> **EXERCISE DIRECTIONS**:
Starting with the line that contains "Query: grey background", copy every remaining line of the data below exactly, the last one included.

> **RECORDS TO USE**:

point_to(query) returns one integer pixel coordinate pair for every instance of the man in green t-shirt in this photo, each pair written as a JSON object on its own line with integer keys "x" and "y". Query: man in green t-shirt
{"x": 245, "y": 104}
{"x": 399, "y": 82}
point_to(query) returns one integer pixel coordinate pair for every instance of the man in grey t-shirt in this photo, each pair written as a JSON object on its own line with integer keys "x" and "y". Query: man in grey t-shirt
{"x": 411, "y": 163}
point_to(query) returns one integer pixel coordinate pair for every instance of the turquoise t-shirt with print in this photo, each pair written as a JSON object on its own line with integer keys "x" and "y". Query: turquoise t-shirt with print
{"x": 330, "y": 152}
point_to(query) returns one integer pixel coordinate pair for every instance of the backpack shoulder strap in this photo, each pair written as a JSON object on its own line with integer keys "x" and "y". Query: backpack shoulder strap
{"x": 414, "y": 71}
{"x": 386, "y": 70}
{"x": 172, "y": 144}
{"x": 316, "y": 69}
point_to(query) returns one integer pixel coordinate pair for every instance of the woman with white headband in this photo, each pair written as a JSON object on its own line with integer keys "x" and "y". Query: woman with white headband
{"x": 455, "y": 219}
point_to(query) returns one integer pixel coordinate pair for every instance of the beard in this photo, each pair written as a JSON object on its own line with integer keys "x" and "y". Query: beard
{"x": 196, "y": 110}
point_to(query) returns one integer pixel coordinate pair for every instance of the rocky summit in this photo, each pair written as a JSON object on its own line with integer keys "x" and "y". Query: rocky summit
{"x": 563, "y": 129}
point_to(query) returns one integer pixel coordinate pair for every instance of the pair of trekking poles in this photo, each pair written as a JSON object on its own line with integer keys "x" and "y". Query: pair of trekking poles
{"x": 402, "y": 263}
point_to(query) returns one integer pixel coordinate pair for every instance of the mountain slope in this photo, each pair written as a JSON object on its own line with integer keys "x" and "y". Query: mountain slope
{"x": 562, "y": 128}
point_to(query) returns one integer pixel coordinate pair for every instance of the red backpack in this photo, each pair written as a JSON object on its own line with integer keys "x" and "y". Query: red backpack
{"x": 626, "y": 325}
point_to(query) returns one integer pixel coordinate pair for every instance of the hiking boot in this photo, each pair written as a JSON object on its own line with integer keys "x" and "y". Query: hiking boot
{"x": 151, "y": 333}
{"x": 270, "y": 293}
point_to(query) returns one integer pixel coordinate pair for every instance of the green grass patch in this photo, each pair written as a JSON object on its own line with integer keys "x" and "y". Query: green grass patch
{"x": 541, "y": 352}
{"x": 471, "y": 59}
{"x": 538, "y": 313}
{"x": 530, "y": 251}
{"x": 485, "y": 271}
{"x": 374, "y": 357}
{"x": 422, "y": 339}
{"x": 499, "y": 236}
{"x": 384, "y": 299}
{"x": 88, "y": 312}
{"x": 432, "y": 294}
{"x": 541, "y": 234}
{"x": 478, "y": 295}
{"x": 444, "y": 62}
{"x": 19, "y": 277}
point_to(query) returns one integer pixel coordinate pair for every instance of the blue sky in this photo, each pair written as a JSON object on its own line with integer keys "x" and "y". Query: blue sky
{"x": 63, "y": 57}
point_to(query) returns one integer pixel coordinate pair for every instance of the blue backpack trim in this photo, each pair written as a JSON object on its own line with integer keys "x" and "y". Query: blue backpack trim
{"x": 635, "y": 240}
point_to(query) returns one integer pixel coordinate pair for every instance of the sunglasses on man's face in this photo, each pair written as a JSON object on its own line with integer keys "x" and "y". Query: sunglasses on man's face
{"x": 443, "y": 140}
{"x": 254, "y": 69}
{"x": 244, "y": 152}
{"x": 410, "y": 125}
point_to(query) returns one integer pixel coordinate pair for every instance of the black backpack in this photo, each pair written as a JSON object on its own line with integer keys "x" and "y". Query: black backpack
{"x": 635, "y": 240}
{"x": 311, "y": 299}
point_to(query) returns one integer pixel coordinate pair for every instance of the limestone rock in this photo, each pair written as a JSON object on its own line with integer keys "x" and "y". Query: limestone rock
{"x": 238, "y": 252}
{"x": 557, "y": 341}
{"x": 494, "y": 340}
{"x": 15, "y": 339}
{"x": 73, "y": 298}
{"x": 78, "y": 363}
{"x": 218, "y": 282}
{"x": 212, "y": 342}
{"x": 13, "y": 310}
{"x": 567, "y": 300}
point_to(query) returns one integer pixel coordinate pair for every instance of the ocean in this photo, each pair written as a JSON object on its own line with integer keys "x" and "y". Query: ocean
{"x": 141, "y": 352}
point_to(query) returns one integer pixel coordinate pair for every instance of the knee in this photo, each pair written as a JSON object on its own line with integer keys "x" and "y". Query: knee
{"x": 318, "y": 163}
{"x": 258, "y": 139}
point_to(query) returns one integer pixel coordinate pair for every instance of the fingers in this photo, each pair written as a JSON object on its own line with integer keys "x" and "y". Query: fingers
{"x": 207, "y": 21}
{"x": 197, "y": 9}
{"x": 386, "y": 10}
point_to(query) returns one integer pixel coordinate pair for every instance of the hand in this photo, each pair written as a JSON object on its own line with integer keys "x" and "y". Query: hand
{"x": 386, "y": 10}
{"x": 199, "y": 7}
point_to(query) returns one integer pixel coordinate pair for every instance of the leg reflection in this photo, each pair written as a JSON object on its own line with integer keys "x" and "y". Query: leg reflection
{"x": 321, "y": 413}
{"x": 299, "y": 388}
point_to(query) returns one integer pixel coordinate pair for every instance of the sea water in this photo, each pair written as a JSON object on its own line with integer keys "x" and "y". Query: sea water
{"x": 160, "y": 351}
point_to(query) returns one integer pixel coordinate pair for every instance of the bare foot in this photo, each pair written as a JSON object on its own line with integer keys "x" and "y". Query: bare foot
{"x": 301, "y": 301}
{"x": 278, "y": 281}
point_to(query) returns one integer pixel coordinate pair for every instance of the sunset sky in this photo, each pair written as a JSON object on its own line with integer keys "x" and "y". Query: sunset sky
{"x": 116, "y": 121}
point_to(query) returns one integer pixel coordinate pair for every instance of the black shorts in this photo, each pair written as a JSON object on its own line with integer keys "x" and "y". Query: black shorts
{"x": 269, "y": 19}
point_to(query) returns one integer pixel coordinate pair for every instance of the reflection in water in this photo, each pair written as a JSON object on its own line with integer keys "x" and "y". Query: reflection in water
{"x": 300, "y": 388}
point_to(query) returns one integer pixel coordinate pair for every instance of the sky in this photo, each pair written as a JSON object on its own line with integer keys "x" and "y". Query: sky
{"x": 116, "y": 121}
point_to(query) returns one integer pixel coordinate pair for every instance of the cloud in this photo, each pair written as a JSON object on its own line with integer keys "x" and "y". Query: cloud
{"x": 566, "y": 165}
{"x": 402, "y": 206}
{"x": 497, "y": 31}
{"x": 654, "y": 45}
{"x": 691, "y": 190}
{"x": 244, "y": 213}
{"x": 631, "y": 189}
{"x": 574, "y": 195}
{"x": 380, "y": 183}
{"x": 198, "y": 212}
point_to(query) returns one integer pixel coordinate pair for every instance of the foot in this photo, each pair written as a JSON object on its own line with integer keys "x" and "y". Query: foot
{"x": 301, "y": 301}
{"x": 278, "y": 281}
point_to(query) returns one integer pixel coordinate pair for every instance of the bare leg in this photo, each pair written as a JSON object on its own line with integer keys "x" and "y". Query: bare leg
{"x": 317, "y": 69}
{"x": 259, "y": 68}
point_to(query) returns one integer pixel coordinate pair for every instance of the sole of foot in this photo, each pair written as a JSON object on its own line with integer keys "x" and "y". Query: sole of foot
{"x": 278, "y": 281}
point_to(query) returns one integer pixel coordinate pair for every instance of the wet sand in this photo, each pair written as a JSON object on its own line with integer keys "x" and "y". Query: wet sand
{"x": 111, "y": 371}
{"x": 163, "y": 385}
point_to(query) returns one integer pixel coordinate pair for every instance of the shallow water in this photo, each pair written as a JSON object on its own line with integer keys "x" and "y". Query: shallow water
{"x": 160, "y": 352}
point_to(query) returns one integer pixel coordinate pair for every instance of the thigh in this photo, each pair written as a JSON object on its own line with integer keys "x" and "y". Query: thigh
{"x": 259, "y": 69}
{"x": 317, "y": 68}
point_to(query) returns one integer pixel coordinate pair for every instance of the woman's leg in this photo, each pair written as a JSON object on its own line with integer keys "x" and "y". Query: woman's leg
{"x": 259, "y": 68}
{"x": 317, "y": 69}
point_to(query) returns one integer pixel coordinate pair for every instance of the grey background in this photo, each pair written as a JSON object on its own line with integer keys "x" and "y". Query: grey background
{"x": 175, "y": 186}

> **EXERCISE SOLUTION**:
point_to(query) returns one integer pixel coordinate pair for every instance of the grey background in this photo, each pair written as a JSON object on its own line with integer keys "x" and "y". Query: grey background
{"x": 175, "y": 186}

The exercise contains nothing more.